EXERCISE DETAILS:
Using the records below, transcribe word for word the stretch from the line that contains "instance, sample <point>405,388</point>." through the line that contains "instance, sample <point>283,114</point>.", both end lines included, and nothing else.
* * *
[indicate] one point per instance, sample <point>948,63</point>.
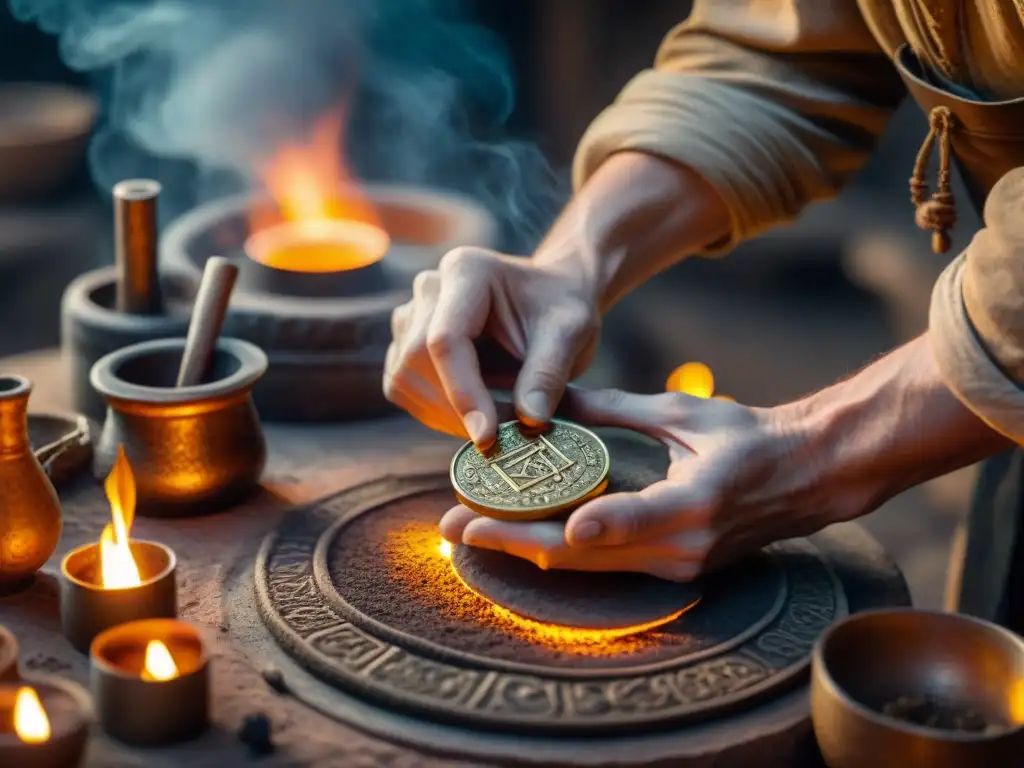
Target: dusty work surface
<point>306,463</point>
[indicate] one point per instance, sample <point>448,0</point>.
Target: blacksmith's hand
<point>737,480</point>
<point>544,314</point>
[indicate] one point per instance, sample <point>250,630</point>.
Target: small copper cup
<point>87,608</point>
<point>145,711</point>
<point>870,667</point>
<point>68,717</point>
<point>193,450</point>
<point>8,655</point>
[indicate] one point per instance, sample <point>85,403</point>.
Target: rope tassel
<point>937,214</point>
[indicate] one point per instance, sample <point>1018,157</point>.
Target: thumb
<point>649,414</point>
<point>625,518</point>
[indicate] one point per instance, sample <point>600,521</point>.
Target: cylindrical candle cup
<point>8,655</point>
<point>144,712</point>
<point>69,716</point>
<point>87,608</point>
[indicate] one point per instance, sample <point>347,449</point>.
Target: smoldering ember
<point>302,482</point>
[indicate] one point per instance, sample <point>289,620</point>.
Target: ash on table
<point>933,713</point>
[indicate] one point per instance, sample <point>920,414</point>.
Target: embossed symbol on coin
<point>531,476</point>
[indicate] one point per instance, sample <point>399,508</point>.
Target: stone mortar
<point>91,328</point>
<point>327,354</point>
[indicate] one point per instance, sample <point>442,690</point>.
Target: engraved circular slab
<point>569,598</point>
<point>531,476</point>
<point>355,590</point>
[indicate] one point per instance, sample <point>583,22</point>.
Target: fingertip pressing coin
<point>529,473</point>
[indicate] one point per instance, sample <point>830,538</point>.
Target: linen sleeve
<point>976,323</point>
<point>774,102</point>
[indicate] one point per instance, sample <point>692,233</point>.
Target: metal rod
<point>135,236</point>
<point>207,318</point>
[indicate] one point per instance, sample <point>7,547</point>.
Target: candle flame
<point>694,379</point>
<point>117,563</point>
<point>159,663</point>
<point>31,723</point>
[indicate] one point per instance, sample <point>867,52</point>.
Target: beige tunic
<point>778,102</point>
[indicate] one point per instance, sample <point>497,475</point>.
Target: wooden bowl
<point>44,131</point>
<point>918,689</point>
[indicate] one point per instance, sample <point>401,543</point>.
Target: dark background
<point>784,314</point>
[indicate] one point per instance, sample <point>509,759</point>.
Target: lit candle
<point>8,655</point>
<point>151,683</point>
<point>116,580</point>
<point>315,259</point>
<point>694,379</point>
<point>44,723</point>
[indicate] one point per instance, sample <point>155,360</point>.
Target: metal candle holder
<point>151,713</point>
<point>69,713</point>
<point>8,655</point>
<point>87,608</point>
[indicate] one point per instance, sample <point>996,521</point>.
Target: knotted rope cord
<point>937,214</point>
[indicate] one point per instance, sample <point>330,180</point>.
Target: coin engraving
<point>528,465</point>
<point>528,475</point>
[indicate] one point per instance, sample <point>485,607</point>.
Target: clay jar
<point>193,450</point>
<point>90,328</point>
<point>30,510</point>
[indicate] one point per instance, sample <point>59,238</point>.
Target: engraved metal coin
<point>530,476</point>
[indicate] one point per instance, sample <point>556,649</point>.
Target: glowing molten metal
<point>31,723</point>
<point>159,664</point>
<point>324,222</point>
<point>118,568</point>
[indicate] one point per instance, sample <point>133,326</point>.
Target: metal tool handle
<point>207,320</point>
<point>135,236</point>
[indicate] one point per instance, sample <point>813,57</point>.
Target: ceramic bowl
<point>44,131</point>
<point>918,689</point>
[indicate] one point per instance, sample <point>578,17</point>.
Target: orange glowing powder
<point>565,638</point>
<point>694,379</point>
<point>159,664</point>
<point>31,723</point>
<point>118,568</point>
<point>323,221</point>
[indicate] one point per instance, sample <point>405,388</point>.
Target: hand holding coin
<point>735,482</point>
<point>531,474</point>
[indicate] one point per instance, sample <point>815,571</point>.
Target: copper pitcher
<point>30,510</point>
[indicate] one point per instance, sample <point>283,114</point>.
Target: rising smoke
<point>198,91</point>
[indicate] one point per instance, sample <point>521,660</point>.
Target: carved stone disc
<point>571,598</point>
<point>356,591</point>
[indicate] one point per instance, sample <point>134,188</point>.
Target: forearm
<point>890,427</point>
<point>636,216</point>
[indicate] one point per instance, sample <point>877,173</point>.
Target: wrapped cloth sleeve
<point>976,323</point>
<point>774,102</point>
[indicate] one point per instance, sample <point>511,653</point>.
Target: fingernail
<point>587,531</point>
<point>476,425</point>
<point>536,404</point>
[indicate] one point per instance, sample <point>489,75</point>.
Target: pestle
<point>135,236</point>
<point>207,318</point>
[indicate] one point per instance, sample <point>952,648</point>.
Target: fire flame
<point>159,664</point>
<point>315,197</point>
<point>696,380</point>
<point>117,563</point>
<point>31,723</point>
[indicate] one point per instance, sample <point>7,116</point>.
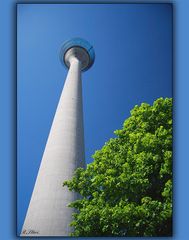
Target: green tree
<point>127,189</point>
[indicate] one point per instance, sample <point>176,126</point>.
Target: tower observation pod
<point>48,212</point>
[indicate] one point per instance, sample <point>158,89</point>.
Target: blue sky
<point>133,46</point>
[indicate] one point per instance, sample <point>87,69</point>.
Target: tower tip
<point>79,48</point>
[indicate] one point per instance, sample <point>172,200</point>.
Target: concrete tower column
<point>48,212</point>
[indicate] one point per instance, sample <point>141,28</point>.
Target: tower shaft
<point>48,213</point>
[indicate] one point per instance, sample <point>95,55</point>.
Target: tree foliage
<point>127,189</point>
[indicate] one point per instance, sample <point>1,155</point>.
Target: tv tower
<point>48,212</point>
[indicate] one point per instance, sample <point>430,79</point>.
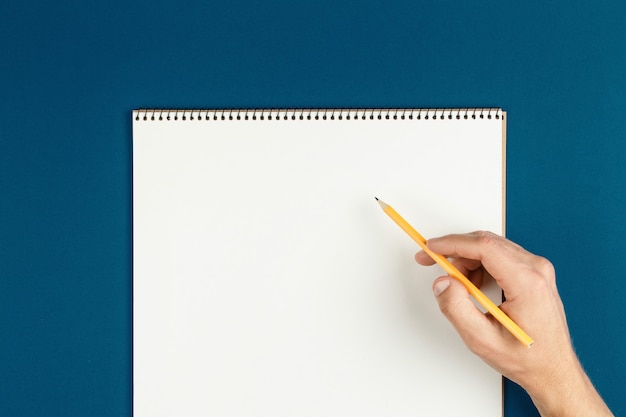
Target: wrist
<point>570,394</point>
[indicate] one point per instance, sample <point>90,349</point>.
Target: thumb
<point>455,303</point>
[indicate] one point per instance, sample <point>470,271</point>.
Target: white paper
<point>267,281</point>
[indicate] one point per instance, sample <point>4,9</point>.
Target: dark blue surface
<point>70,72</point>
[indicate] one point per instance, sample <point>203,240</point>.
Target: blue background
<point>70,73</point>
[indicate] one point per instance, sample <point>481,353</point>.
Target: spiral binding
<point>317,114</point>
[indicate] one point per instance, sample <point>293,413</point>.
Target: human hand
<point>549,370</point>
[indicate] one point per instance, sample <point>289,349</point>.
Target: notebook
<point>267,280</point>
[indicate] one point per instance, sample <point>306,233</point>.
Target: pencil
<point>478,295</point>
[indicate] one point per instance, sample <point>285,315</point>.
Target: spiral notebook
<point>267,281</point>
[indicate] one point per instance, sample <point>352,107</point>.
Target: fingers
<point>476,330</point>
<point>512,266</point>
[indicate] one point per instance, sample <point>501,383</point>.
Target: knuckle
<point>449,307</point>
<point>487,239</point>
<point>544,266</point>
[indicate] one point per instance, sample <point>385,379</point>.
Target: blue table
<point>71,72</point>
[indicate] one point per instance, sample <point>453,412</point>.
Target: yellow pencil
<point>456,274</point>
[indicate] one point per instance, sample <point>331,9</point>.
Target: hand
<point>549,370</point>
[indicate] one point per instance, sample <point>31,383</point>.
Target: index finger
<point>507,262</point>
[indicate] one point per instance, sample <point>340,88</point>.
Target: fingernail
<point>441,286</point>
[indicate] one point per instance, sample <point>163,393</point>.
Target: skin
<point>549,370</point>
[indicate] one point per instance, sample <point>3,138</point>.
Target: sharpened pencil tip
<point>381,203</point>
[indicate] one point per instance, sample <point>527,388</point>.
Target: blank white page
<point>268,281</point>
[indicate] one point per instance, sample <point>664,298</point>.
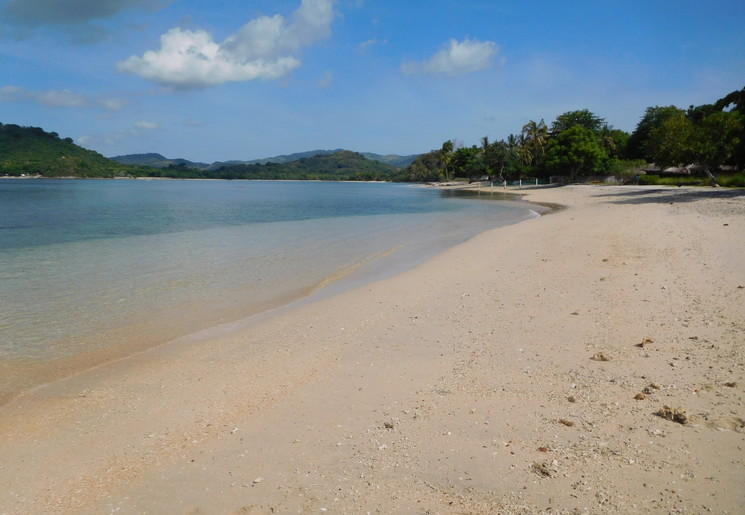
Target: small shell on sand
<point>675,414</point>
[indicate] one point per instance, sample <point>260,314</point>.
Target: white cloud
<point>457,58</point>
<point>261,49</point>
<point>144,124</point>
<point>58,98</point>
<point>326,80</point>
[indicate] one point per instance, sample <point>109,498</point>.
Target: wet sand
<point>590,360</point>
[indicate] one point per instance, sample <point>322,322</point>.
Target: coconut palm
<point>535,136</point>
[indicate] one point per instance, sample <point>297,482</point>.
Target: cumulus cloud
<point>457,58</point>
<point>58,98</point>
<point>78,17</point>
<point>146,125</point>
<point>262,49</point>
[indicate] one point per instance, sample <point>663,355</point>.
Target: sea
<point>91,270</point>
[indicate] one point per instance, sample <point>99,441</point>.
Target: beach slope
<point>590,360</point>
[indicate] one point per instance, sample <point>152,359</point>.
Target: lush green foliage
<point>340,166</point>
<point>582,144</point>
<point>32,151</point>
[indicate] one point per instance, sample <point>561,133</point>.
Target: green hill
<point>339,166</point>
<point>32,151</point>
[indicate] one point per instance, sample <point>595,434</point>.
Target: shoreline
<point>473,383</point>
<point>31,375</point>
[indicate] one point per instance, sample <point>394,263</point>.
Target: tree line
<point>580,144</point>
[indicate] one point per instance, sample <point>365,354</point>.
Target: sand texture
<point>587,361</point>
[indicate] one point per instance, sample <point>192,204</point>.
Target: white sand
<point>442,390</point>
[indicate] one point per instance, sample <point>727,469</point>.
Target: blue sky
<point>245,79</point>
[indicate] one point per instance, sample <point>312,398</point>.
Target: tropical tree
<point>446,154</point>
<point>583,118</point>
<point>467,162</point>
<point>575,151</point>
<point>653,118</point>
<point>669,143</point>
<point>535,137</point>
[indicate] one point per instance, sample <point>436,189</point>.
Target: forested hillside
<point>671,145</point>
<point>32,151</point>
* * *
RESPONSE BOX:
[indicate] one point per instance, sample <point>405,388</point>.
Target: hand holding coin
<point>735,482</point>
<point>531,474</point>
[indicate] one point per instance, sample <point>815,571</point>.
Target: copper pitcher
<point>30,510</point>
[indicate] one point per instance, sample <point>283,114</point>.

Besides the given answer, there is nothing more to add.